### PROMPT
Your task is to copy every entry exactly.

PROVIDED DATA section start

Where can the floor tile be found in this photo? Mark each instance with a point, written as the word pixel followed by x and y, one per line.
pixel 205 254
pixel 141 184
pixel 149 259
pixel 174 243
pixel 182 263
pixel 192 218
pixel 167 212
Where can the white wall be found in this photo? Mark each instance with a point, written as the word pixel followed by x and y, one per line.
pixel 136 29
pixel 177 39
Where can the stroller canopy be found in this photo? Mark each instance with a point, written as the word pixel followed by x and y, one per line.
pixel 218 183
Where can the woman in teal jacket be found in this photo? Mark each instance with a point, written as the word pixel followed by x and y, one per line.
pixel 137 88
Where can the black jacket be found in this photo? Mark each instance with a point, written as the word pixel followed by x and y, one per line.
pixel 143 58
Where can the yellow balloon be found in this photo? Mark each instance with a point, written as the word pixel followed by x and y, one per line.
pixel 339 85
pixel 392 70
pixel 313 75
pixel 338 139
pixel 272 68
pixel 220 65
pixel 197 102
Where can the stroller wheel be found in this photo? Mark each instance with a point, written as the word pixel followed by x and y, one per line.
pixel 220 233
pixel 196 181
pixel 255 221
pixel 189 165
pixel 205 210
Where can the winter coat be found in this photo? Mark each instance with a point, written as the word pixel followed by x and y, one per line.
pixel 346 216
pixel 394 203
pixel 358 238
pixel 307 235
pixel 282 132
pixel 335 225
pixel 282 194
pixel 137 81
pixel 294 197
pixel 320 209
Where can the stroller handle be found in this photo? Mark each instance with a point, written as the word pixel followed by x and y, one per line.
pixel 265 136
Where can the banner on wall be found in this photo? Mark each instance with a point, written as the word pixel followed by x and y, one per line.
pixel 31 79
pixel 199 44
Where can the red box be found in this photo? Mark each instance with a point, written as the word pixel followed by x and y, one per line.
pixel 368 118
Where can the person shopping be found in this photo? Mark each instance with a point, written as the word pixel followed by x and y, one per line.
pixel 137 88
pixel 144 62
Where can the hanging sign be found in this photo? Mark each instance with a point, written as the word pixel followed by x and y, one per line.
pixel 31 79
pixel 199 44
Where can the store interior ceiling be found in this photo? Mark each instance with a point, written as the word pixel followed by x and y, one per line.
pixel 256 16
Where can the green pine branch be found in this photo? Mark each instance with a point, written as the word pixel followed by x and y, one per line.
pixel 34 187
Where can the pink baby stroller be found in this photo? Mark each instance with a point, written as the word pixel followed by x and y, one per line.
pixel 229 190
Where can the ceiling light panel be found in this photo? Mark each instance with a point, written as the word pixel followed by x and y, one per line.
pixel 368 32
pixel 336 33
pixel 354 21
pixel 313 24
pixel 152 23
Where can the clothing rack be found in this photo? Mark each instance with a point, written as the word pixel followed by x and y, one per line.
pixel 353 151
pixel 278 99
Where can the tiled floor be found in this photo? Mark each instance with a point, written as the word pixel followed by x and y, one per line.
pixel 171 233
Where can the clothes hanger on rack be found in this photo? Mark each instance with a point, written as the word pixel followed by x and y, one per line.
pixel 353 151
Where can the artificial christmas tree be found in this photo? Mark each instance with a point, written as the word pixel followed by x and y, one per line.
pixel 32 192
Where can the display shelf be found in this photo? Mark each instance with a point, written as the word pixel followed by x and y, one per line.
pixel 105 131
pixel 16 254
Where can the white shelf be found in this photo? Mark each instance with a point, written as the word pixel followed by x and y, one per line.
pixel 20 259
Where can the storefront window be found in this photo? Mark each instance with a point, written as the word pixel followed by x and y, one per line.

PROVIDED DATA section end

### RESULT FOR THIS TASK
Where can the floor tile be found in this photo? Mark each instance with a point, written as the word pixel followed by x and y, one per line.
pixel 205 254
pixel 141 184
pixel 149 259
pixel 174 243
pixel 182 263
pixel 192 218
pixel 167 212
Where can the white wall be found in this photo? Mark each instance with a point, written as the word pixel followed by x and y, one per line.
pixel 136 29
pixel 177 39
Where can the stroller canopy be found in this photo? Mark each instance with a point, written as the word pixel followed by x and y, one per line.
pixel 218 183
Where can the woman in teal jacket be found in this photo? Mark each instance with a point, written as the word pixel followed by x and y, one per line.
pixel 137 88
Where can the black jacket be found in this photo? Mark each instance with a point, written as the word pixel followed by x and y, one per line.
pixel 143 58
Where can the yellow balloon be found in this photo? Mark each instance with a point, written as the word pixel followed by x and y, one per line.
pixel 339 85
pixel 392 70
pixel 313 75
pixel 338 139
pixel 272 68
pixel 220 65
pixel 197 102
Where can the stroller wheel be found in this photo? Mark each instance with a point, written as the word pixel followed by x and y, one per line.
pixel 220 233
pixel 196 181
pixel 255 221
pixel 189 165
pixel 205 210
Where can the winter coat be found in this photo? Mark each instance with a point, written as the word pixel followed by x and y, one per line.
pixel 346 216
pixel 394 203
pixel 358 238
pixel 307 235
pixel 282 132
pixel 335 225
pixel 282 194
pixel 137 81
pixel 294 197
pixel 320 209
Where can the stroller handle be found in this photo? Mark each instance with a point, written as the word pixel followed by x and y, one per line.
pixel 265 136
Where can the banner on wall be found in this photo? Mark each instance with a point, written as the word pixel followed by x and y, one per line.
pixel 31 79
pixel 199 44
Where can the red box be found in this photo? Mark each instance with a point, written as the word pixel followed by x and y, one per line.
pixel 368 118
Where can the person shopping be found in this photo? Mark each instance with a point, written as the word pixel followed by x and y, one per line.
pixel 137 88
pixel 144 62
Where can the hanging sign be found in this photo? Mark each instance with a point, written as the word pixel followed by x and y, one per line.
pixel 31 79
pixel 199 44
Where can the store interior ceiling be found in this photo? Mark each instance with a point, written as the word pixel followed by x and y, one per line.
pixel 256 16
Where can the green pine branch be found in this photo? Mark each instance with a point, written as the word pixel followed by x and y, one per line.
pixel 34 187
Where can the pink baby stroller be found in this photo? Mark each instance with a point, written as the word pixel followed by x and y, one per line.
pixel 229 190
Where can the ceiling light panel be found in this photo? Mark each instance with a point, written as the word pixel followed by x and y, one per line.
pixel 368 32
pixel 336 33
pixel 354 21
pixel 313 24
pixel 152 23
Where can the clothing rack be found in this photo? Mark each instance with a point, written as the word pixel followed by x and y, one per line.
pixel 353 151
pixel 278 99
Where can the tiled floor be found in this photo? Mark each instance with a point, written as the word pixel followed by x and y, one per line.
pixel 171 233
Where can the clothes hanger on rack be found in this photo? Mark each instance with a point, written as the word pixel followed by x and y, one per line.
pixel 353 151
Where can the artificial christmas tree be found in this photo? Mark each instance with a point, written as the word pixel followed by x and y, one per line.
pixel 32 192
Where can the display shelf be found in this photo? Mark each instance with a point, written as the word pixel followed by x and y, one per line.
pixel 105 131
pixel 16 254
Where can the white shelf be found in this photo? Mark each instance with a point, written as the word pixel followed by x and y, one per line.
pixel 20 259
Where can the storefront window be found in this photo? Mark each instance with a point, written as the word pixel followed by x and y, one per line.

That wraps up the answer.